Segment Start: Page excerpt

1. FEELGOOD FIRST

Start with this radio story by Monica Eng about a restaurant in southwest suburban Alsip that’s delivering free meals to seniors in the area. It’ll make you feel better about everything that follows.

Something else to cheer you up: the adorable Samin Nosrat (Salt Fat Acid Heat) launched a Coronavirus-era podcast called Home Cooking, and episode one is about—what else? Beans.

And remember, you can support longtime Fooditor sponsor Sparrow Coffee by buying 3 1-lb. bags of their outstanding coffee for $50, delivery included. Get great coffee, support people who have done so much to support our dining scene at its best (not least by advertising at Fooditor). UPDATED ORDERING INFO: email [email protected] to place an order or to request info on special orders (specific blends or grinds). You can now Venmo payment to @sparrowcoffee.com

2. SUPPORT YOUR LOCAL FARMERS

I saw a good line on Twitter by a Vancouver writer named Frances Bula:

The world you want after this is all over is the world you’re supporting now. Order everything from Amazon and that’s what will take over. Support your local businesses and you help them be part of The After.

On that note, it’s good to see some progress this week on making direct purchasing from farmers more readily available. Dining at a Distance has added a section on farms; click on Great Lakes to see farmers in our region.

Green City Market has also teamed with the app WhatsGood to facilitate ordering from its vendors, though as of Sunday the launch had been so successful they were temporarily sold out (but you could order directly from some vendors).

And though it’s closed to shoppers, Local Foods will take orders for contactless pickup; click on the green box on the main page.

Meanwhile Greg O’Neil (Pastoral) passed along a message from Carlos Yescas, who is the director of the Oldways Cheese Coalition, who says that artisanal cheeses are in trouble (not selling at retail, market for them down) and recommends that we “Buy young cheeses from producers today, and consider pre-buying cheese and paying for delivery in a couple of weeks. Let’s save the cheesemakers.” Greg suggests going to Janet Fletcher’s list of artisan cheesemakers and shopping from there.

Segment End: Page excerpt
Segment Start: Provided data

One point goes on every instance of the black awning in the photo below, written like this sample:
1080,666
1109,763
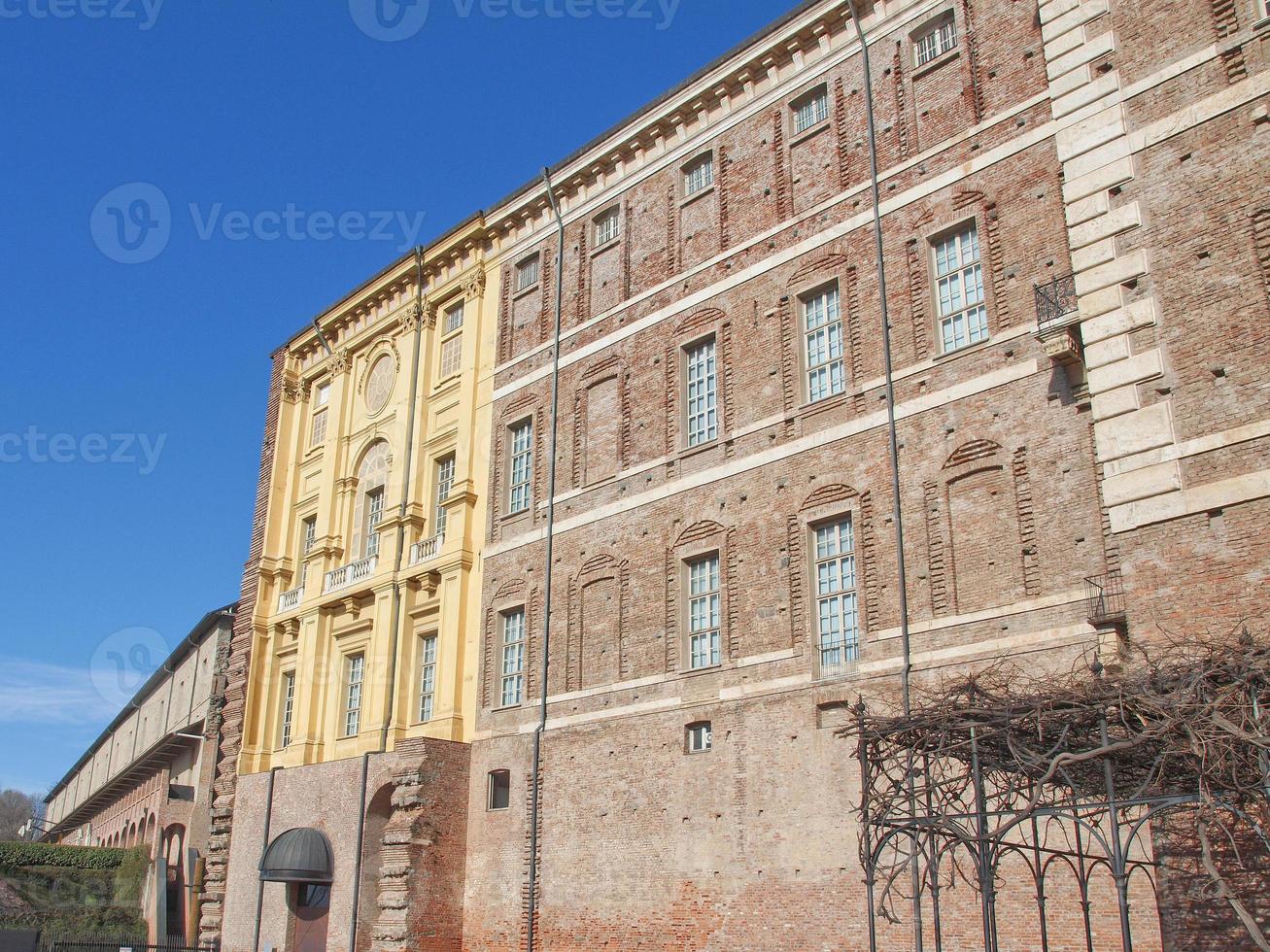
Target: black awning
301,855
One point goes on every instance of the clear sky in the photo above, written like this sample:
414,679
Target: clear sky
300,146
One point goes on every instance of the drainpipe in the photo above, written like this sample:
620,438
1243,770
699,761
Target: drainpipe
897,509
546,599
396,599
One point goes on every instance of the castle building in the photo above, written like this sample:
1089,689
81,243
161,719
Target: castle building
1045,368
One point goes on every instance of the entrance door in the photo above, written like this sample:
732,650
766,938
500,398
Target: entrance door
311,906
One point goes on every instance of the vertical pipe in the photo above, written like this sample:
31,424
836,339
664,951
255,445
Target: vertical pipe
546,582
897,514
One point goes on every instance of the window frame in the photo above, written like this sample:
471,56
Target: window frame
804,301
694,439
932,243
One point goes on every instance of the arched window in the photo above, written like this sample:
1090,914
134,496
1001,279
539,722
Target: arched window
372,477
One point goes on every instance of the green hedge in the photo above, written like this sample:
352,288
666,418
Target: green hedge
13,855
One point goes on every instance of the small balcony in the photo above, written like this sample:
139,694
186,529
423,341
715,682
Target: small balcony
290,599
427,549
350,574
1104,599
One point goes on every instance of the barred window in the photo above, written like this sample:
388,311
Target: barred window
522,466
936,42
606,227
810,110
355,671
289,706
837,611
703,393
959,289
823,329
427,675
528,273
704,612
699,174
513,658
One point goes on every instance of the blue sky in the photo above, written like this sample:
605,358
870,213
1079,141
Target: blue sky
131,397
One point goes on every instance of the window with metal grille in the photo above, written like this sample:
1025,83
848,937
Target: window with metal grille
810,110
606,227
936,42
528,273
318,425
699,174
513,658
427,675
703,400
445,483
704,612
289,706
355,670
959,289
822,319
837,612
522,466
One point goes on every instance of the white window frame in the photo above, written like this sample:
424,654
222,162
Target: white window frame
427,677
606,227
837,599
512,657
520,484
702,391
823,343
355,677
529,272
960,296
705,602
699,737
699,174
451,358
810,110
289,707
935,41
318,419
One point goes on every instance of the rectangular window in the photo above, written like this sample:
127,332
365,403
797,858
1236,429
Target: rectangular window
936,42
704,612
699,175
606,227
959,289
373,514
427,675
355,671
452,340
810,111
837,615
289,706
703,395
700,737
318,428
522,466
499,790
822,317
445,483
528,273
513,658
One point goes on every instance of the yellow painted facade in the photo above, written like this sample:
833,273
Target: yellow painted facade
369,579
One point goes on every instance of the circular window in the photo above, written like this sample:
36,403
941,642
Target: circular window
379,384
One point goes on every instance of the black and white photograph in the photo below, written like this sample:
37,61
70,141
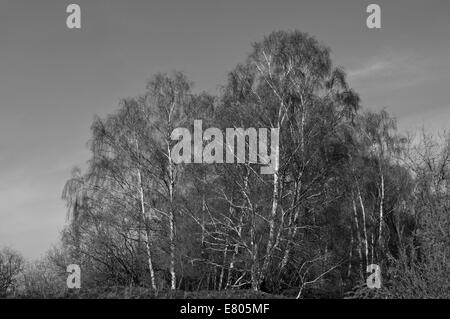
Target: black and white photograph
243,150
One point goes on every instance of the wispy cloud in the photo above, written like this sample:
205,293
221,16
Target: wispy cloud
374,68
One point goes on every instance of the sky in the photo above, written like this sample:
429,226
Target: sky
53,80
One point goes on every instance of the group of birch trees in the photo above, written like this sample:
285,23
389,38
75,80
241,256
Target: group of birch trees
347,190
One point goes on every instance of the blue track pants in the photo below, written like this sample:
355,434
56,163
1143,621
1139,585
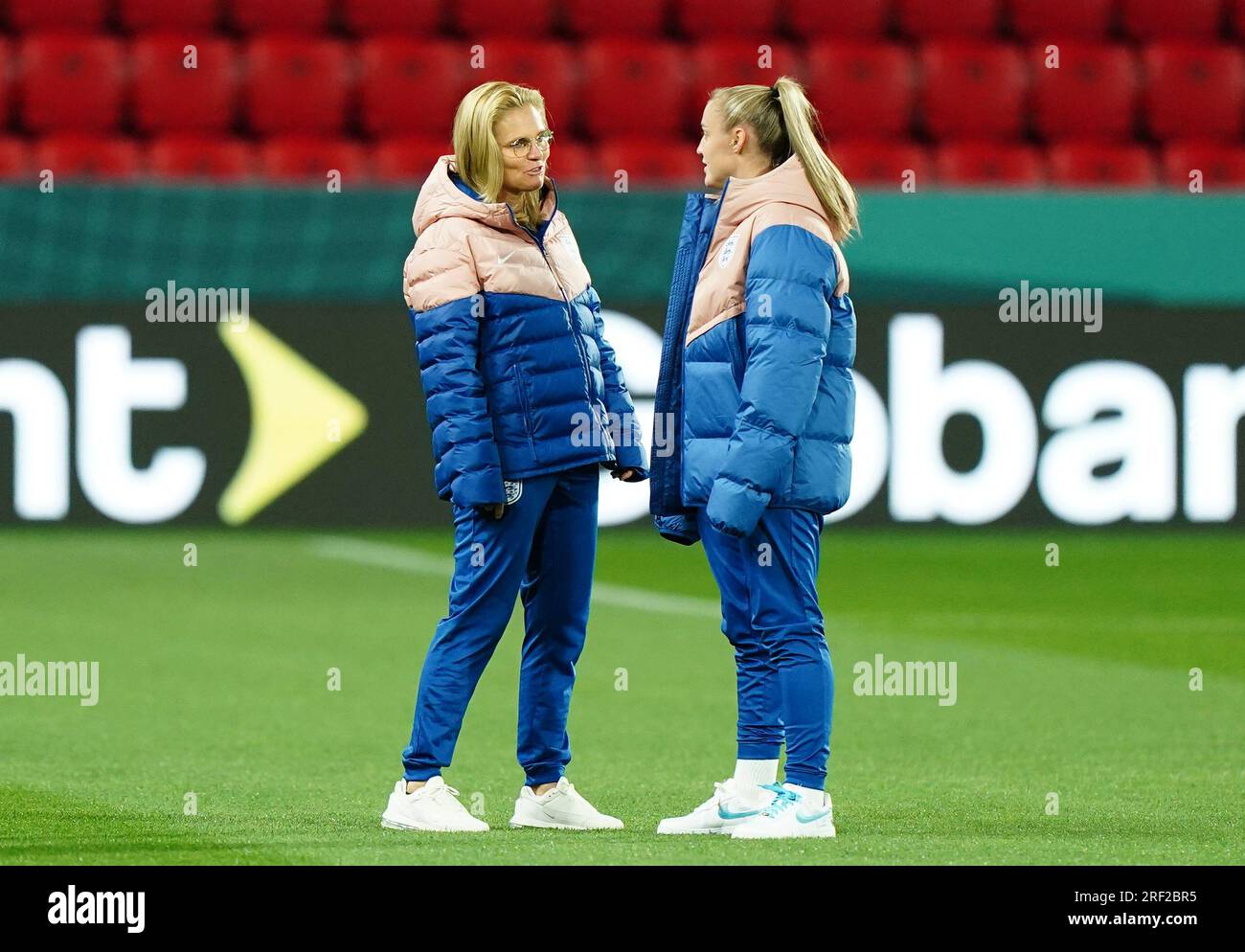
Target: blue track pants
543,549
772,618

Segment End: Provided data
Segment Start: Provided data

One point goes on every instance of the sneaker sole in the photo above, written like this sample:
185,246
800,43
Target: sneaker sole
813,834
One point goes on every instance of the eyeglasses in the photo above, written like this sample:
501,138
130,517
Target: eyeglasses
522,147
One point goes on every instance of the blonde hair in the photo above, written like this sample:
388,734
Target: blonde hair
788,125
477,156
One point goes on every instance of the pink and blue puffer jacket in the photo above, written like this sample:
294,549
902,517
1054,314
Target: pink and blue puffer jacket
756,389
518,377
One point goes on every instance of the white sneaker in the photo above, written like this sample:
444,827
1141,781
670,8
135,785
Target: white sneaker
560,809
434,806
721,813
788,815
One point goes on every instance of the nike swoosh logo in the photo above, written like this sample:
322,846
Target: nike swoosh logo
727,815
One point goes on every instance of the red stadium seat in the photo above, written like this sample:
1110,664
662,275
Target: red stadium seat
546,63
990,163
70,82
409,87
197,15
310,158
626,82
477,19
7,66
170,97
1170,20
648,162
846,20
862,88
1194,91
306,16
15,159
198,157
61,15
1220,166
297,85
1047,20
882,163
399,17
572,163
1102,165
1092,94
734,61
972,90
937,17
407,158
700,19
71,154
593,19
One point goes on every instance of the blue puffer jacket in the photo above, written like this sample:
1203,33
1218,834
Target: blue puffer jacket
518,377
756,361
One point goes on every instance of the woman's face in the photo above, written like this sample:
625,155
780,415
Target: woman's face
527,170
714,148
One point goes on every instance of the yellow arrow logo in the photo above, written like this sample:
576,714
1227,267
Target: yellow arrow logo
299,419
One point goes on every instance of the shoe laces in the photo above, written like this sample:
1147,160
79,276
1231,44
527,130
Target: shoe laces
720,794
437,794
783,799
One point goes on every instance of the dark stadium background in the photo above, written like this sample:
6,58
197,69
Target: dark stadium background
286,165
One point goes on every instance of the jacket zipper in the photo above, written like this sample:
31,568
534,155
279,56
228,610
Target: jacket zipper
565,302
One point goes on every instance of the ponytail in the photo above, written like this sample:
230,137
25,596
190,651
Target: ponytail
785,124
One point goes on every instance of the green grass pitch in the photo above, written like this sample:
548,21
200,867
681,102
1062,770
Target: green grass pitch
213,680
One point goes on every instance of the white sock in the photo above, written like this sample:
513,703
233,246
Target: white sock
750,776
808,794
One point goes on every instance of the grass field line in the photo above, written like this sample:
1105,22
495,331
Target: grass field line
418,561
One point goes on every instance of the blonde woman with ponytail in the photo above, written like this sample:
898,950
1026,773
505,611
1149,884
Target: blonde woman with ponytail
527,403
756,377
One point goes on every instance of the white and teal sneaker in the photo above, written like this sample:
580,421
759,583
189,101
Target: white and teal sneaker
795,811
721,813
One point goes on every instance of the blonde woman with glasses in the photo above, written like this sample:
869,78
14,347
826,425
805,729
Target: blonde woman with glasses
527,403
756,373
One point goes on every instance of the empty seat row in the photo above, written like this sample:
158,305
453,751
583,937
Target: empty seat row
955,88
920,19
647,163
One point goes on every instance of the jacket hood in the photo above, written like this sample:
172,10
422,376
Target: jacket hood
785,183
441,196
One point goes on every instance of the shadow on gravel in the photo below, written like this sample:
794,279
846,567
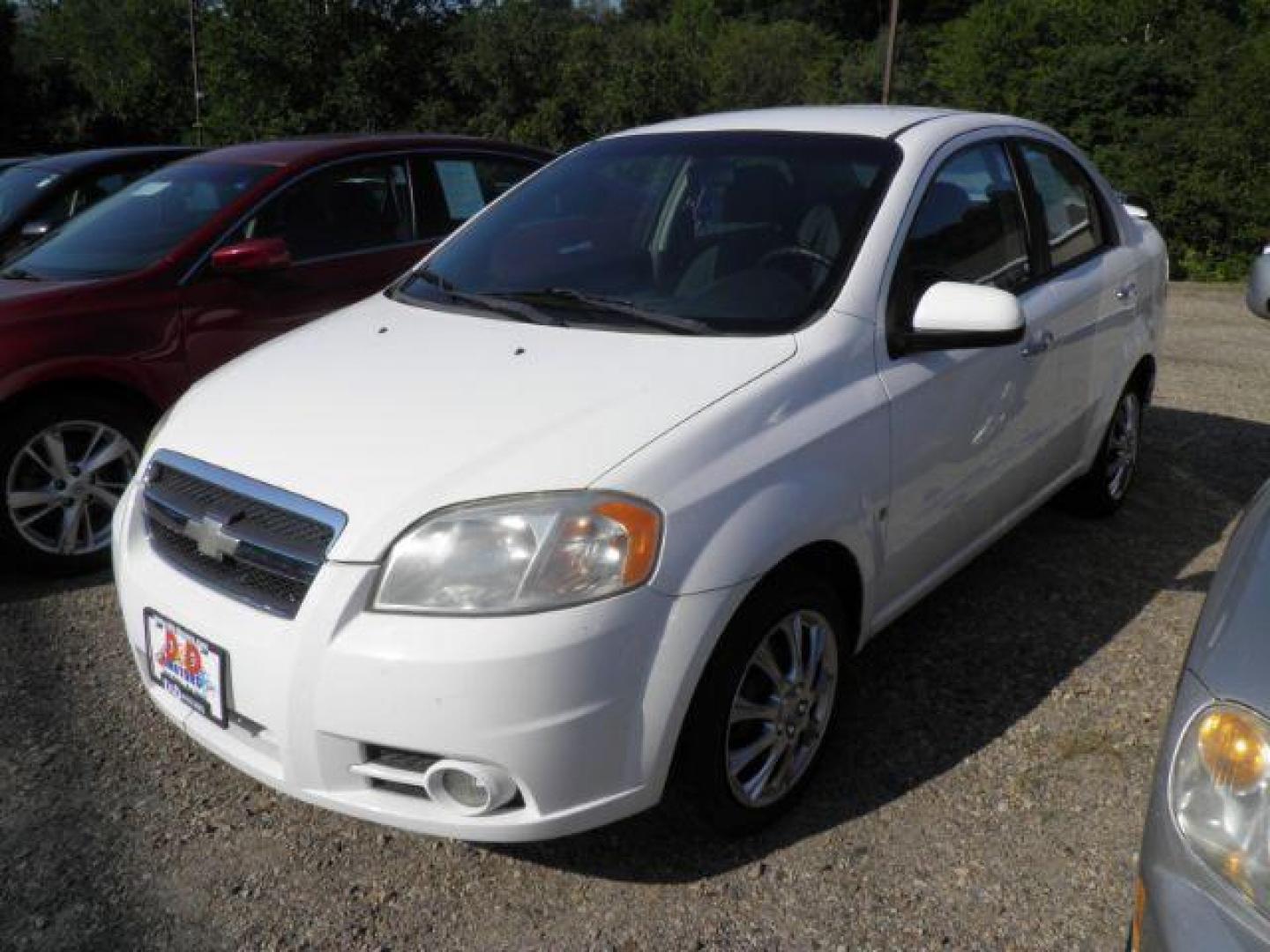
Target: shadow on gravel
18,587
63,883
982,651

Segment End: Provided data
Segment Start: Provided data

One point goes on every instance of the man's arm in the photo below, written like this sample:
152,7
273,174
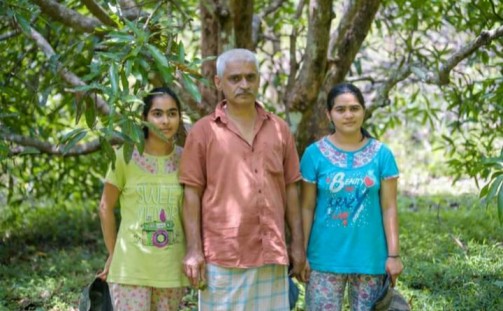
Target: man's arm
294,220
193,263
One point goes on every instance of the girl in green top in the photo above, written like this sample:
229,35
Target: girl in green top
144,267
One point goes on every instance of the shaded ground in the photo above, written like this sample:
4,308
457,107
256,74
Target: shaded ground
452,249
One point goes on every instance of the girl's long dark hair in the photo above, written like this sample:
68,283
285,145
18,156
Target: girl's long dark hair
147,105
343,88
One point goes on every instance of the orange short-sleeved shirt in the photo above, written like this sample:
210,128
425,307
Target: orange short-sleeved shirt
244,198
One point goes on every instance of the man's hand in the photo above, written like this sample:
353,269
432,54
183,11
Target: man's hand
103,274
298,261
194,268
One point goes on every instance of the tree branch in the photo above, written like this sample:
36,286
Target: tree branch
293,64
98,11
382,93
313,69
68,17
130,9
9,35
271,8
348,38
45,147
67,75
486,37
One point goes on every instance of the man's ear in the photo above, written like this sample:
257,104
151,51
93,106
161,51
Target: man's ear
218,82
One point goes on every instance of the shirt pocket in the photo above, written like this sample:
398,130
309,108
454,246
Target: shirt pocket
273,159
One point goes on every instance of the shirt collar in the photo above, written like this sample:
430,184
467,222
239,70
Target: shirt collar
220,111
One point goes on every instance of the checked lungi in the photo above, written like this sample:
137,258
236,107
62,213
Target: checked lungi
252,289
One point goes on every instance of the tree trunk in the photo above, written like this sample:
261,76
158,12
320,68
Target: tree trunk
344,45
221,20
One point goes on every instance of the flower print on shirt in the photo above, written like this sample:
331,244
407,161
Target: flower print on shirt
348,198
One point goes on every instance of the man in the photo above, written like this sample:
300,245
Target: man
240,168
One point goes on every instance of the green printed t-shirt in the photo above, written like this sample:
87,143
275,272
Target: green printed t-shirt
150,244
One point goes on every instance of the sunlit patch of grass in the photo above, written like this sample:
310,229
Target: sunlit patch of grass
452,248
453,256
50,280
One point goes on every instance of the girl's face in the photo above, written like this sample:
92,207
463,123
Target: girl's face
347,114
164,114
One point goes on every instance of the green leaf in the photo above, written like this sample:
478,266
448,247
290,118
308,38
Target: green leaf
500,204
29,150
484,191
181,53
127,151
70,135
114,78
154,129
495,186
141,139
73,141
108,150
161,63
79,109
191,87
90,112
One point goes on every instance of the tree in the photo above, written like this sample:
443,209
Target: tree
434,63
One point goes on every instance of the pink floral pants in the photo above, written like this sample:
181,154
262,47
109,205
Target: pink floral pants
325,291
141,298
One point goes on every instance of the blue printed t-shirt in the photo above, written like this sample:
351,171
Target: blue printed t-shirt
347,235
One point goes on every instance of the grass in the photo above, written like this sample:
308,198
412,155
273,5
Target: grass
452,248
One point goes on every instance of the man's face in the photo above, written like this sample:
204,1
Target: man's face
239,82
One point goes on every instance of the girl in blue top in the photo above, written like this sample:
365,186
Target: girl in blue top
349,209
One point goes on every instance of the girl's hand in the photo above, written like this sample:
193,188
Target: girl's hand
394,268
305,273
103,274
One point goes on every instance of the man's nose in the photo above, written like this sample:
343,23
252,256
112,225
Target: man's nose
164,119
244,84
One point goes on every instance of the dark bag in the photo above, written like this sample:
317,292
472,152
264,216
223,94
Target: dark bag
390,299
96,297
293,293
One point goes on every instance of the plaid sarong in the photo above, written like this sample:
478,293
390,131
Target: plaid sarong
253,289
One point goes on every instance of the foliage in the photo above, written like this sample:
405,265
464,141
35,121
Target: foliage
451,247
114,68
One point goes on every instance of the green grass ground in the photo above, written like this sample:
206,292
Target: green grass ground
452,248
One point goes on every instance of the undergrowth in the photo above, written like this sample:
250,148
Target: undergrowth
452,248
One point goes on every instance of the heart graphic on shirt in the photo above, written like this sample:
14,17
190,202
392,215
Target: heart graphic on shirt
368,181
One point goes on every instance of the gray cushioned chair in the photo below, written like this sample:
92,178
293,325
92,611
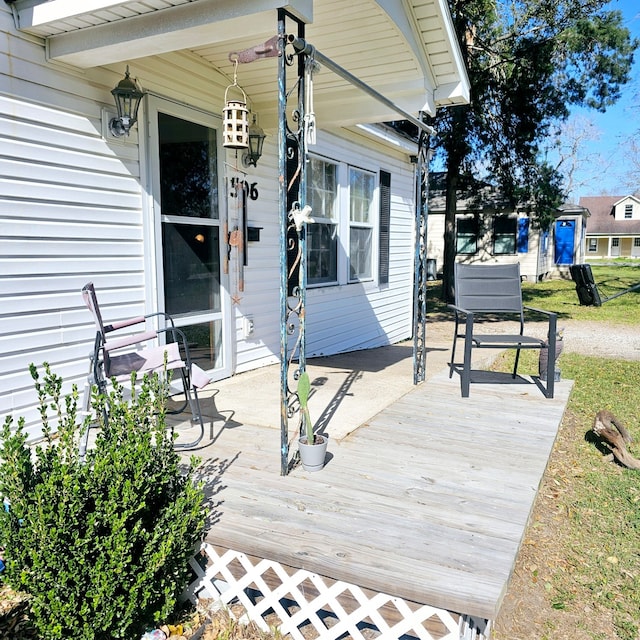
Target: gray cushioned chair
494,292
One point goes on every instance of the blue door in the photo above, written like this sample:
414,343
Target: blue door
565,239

Segment End: Provided data

> **Work instruction A**
Pull out the passage from the newsletter starting with "The world you want" and going on through "in our region.".
> **Work instruction B**
List every person named in the newsletter.
Answer using only the newsletter.

> **Problem solution A**
The world you want after this is all over is the world you’re supporting now. Order everything from Amazon and that’s what will take over. Support your local businesses and you help them be part of The After.

On that note, it’s good to see some progress this week on making direct purchasing from farmers more readily available. Dining at a Distance has added a section on farms; click on Great Lakes to see farmers in our region.

> **Problem solution B**
Monica Eng
Samin Nosrat
Frances Bula
Greg O'Neil
Carlos Yescas
Janet Fletcher